▸ Data:
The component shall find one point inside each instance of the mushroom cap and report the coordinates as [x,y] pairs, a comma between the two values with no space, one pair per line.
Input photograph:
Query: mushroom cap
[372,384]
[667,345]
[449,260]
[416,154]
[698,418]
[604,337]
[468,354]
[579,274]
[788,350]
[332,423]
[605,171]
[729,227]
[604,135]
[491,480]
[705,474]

▸ What is needed: Copy the data. Make sure every line matches exactly.

▸ Response for this exercise:
The component shall find one point inside each instance of the mushroom cap and report the coordinates as [x,y] pairs, a comma between the two values with no space, one pair per line.
Input photograph:
Query: mushroom cap
[372,384]
[667,345]
[449,260]
[416,154]
[698,418]
[604,337]
[468,354]
[579,274]
[788,350]
[332,423]
[605,171]
[729,227]
[604,135]
[491,480]
[705,474]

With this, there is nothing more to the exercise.